(Dataset rows)
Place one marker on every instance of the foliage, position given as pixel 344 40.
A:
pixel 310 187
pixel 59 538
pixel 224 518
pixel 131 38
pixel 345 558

## Task description
In each entry above, change "foliage" to "leaves" and reproduce every other part of the lines unchanged.

## Reply to the task
Place one marker on every instance of the leaves, position given as pixel 344 40.
A:
pixel 310 187
pixel 59 538
pixel 224 518
pixel 131 38
pixel 345 558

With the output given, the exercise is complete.